# To do:
From the entries below, collect every line that contains the string "truck", and copy each such line in full. Case counts, so a match must have the same capitalization.

# Stored records:
---------------
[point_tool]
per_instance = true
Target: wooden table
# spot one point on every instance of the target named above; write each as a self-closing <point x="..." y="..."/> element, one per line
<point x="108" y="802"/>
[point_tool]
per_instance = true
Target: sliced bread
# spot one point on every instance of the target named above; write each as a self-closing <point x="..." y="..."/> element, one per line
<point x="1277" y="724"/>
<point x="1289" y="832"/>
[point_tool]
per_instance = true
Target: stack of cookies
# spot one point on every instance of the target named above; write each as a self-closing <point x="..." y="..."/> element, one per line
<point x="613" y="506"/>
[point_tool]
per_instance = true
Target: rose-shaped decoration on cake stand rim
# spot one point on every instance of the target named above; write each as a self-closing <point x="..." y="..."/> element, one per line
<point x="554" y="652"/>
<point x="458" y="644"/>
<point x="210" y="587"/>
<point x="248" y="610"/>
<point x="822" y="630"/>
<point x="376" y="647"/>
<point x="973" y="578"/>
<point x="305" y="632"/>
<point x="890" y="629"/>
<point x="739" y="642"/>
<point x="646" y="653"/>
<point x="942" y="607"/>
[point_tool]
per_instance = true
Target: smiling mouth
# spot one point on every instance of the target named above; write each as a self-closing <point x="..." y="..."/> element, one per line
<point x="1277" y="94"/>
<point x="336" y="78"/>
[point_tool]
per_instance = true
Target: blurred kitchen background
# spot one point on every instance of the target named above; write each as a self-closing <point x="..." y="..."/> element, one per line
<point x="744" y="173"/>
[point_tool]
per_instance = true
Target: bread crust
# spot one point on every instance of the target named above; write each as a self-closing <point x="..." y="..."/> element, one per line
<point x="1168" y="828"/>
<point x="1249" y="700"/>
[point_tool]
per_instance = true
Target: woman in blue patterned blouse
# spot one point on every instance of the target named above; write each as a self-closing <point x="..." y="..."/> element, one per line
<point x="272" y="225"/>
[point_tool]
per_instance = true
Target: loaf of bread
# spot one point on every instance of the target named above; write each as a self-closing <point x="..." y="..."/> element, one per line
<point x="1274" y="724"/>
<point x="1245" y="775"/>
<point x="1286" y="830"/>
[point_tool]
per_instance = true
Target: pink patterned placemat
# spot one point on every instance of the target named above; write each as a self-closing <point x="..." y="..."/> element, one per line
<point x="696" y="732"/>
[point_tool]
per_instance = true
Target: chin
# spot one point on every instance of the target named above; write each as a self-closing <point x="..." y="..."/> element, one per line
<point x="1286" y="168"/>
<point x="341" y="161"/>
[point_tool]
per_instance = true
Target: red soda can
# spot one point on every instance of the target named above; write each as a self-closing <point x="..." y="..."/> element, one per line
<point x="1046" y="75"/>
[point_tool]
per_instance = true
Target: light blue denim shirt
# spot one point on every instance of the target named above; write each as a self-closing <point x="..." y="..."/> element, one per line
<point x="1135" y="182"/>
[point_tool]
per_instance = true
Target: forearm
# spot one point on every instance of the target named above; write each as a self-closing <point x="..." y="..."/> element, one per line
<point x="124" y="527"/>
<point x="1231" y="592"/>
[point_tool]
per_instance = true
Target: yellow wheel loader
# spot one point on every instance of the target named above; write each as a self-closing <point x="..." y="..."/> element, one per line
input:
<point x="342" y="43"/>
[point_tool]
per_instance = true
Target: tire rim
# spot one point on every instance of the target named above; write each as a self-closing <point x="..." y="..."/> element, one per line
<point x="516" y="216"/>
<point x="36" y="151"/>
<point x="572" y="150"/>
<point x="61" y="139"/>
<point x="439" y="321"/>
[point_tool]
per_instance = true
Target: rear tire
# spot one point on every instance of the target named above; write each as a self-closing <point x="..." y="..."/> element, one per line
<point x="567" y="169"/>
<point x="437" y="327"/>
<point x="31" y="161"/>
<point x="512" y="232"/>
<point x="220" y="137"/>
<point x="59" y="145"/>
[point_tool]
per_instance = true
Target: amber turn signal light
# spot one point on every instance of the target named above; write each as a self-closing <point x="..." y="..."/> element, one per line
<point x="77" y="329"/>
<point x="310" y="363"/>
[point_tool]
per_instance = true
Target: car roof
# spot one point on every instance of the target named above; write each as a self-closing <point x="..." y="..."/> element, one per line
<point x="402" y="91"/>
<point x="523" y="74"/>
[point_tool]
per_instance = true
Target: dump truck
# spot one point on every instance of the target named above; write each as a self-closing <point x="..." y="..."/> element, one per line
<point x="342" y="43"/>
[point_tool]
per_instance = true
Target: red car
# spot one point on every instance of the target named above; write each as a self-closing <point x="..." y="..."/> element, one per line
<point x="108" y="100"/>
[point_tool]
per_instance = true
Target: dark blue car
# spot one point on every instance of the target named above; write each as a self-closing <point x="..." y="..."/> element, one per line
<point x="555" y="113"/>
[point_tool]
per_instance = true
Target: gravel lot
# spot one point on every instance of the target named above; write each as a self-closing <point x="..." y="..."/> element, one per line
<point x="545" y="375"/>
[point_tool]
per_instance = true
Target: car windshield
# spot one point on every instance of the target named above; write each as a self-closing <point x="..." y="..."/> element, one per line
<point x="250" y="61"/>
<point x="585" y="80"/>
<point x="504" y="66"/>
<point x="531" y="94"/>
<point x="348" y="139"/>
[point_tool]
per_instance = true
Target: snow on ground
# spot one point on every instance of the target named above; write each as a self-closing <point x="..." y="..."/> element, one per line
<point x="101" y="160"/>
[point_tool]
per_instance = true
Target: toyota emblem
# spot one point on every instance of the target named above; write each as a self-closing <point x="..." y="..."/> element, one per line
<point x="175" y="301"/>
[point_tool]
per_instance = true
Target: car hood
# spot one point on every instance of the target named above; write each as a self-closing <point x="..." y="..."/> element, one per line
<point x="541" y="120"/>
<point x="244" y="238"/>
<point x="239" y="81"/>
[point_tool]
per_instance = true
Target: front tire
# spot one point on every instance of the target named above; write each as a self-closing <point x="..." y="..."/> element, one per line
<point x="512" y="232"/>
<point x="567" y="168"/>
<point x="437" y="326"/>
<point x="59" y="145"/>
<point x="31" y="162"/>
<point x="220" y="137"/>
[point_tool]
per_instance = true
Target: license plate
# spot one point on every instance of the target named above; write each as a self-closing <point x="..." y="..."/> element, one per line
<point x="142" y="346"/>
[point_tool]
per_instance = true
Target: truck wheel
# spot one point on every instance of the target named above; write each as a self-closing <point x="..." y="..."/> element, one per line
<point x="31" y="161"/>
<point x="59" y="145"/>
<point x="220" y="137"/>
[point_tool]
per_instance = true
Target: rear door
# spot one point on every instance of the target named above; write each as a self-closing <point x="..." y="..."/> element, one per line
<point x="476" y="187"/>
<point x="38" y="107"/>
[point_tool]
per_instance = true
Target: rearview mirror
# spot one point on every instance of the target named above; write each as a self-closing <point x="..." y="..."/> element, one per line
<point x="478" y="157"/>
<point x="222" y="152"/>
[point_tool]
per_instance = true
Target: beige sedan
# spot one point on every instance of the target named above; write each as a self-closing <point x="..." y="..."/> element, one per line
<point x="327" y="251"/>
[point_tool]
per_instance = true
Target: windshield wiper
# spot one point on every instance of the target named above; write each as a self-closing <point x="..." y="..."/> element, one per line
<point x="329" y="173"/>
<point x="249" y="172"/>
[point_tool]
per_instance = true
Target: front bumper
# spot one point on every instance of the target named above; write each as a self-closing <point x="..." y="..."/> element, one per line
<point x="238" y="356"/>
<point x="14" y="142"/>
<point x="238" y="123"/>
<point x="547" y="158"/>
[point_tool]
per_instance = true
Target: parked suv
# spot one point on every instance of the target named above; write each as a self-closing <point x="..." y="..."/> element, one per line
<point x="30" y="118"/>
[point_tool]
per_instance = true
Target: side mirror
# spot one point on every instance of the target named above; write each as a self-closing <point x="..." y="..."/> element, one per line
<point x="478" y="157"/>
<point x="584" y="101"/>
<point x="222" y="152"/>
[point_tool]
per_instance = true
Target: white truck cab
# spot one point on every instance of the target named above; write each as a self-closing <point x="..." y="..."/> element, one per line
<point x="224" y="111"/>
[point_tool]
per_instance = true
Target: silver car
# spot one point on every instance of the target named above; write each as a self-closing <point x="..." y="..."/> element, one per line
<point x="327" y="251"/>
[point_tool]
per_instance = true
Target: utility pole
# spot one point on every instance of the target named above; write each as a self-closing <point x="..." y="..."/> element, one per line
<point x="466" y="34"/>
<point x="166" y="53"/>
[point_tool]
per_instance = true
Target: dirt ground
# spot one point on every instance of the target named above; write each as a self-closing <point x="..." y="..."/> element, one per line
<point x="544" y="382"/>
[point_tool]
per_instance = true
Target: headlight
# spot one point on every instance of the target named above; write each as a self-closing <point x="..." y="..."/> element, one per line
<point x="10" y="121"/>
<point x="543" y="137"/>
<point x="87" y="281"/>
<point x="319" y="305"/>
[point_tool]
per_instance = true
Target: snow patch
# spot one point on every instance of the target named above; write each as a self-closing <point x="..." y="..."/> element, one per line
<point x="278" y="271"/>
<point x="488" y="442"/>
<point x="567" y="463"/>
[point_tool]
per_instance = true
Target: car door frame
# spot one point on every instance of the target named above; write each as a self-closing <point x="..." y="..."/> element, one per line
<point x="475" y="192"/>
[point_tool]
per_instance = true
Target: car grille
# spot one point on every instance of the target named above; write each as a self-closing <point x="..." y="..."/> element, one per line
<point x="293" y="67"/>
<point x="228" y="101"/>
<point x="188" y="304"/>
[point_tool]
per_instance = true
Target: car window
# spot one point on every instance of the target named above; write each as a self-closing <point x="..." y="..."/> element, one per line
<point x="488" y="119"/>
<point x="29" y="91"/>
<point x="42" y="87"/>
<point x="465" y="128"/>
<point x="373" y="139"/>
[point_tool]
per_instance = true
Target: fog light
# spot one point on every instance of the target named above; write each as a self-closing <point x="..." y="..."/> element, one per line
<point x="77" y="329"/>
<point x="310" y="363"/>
---------------
# Written solution:
Target: dump truck
Target: truck wheel
Target: white truck cab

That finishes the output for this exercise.